▶ **Tasks to complete**:
[1] From the news report on the Texas border wire ruling, extract everything from "A federal judge" down to "By State Officials)" word for word.
[2] Write what comes next in the news report on the Texas border wire ruling, picking up after its final sentence.

== Passage for review ==

A federal judge temporarily blocked border patrol Monday from removing barbed wire placed on the border by Texas state authorities.
The state sued the Biden administration last week over the government’s practice of cutting wire Republican Texas Gov. Greg Abbott instructed state authorities to place along the border in response to increased illegal crossings. In an 11-page order, U.S. District Court Judge Alina Moses, a George W. Bush appointee, temporarily blocked the Biden administration from “disassembling, degrading, [or] tampering with” the wire and set a hearing for Nov. 7 to consider the issue in greater depth.
For the moment, Moses said the only “harm” the court needed to consider is “the cost of the destruction of the Plaintiff’s property, which is the wire barrier.” (RELATED: Texas Sues Biden Admin For Cutting Border Wire Placed By State Officials)
🚨🚨 BREAKING NEWS – Federal judge issues emergency Temporary Restraining Order against #BidenAdministration prohibiting @DHSgov @CBP from “disassembling, degrading, tampering with” #Texas concertina wire barriers. @TPPF is co-counsel with @TXAG on behalf of the State of Texas https://t.co/2sdlvF3PtW pic.twitter.com/SD6Zp1cvCh
— Robert Henneke (@robhenneke) October 30, 2023
“The Court is mindful, however, that the Defendants enacted an extensive scheme, which includes immigration enforcement and the interdiction of migrants,” the judge wrote. “The question then becomes how much ‘harm’ should a state bear if the Defendants are unable to meet their obligations of securing the border and controlling the flow of migrants into the country.”

===
== Data for analysis ==

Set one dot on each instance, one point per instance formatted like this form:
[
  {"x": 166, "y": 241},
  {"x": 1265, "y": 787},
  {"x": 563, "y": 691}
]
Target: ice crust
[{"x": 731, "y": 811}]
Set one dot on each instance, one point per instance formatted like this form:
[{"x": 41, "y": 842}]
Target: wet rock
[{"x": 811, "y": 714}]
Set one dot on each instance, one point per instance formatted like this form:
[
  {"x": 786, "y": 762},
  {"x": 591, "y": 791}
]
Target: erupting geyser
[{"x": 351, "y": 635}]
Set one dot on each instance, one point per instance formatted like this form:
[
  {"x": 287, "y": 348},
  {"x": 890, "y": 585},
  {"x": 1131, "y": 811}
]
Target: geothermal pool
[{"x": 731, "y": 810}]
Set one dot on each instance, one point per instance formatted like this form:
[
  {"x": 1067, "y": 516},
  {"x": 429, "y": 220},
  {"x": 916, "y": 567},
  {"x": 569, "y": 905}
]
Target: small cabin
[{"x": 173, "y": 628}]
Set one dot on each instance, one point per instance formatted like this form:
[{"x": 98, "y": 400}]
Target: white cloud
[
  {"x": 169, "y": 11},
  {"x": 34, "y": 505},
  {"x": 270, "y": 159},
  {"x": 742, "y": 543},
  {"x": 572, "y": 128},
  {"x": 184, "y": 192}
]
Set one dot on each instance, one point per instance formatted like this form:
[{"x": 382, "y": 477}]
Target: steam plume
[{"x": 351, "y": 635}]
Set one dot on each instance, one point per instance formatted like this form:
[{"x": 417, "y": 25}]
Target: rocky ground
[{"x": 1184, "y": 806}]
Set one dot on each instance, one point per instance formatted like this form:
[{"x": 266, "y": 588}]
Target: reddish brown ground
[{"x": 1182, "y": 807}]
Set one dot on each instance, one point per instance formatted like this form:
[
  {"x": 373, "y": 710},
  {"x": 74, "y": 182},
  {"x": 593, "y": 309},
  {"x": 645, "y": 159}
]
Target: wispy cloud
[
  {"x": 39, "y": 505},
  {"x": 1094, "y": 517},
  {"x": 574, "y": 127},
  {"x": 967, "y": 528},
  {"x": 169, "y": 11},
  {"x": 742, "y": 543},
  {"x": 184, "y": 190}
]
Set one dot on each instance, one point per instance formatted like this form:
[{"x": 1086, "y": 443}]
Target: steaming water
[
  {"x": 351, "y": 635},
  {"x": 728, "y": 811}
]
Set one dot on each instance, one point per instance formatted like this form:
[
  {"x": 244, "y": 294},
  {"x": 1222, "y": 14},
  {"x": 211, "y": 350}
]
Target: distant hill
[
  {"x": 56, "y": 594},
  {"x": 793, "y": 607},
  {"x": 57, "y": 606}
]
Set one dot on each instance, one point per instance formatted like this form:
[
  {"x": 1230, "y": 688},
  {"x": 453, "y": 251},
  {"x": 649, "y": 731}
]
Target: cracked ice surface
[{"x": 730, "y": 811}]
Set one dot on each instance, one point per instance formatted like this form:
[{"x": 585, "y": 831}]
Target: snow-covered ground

===

▶ **Task answers**:
[1]
A federal judge temporarily blocked border patrol Monday from removing barbed wire placed on the border by Texas state authorities.
The state sued the Biden administration last week over the government’s practice of cutting wire Republican Texas Gov. Greg Abbott instructed state authorities to place along the border in response to increased illegal crossings. In an 11-page order, U.S. District Court Judge Alina Moses, a George W. Bush appointee, temporarily blocked the Biden administration from “disassembling, degrading, [or] tampering with” the wire and set a hearing for Nov. 7 to consider the issue in greater depth.
For the moment, Moses said the only “harm” the court needed to consider is “the cost of the destruction of the Plaintiff’s property, which is the wire barrier.” (RELATED: Texas Sues Biden Admin For Cutting Border Wire Placed By State Officials)

[2]
The Nov. 7 hearing to consider a preliminary injunction will deal with “the intersection of: the private property rights of the persons consenting to the placement of the concertina wire on their land, the Plaintiff’s right to assist private property owners and avoid costs to the Plaintiff; and the Defendants’ responsibilities over national security and border security, and its powers to effectuate its duties, up to and including the destruction of private or state property,” Moses wrote.
The temporary order expires Nov. 13, unless the court chooses to extend it, according to the ruling. It includes an exception allowing border patrol to “move or cut the concertina wire to aid individuals in medical distress.”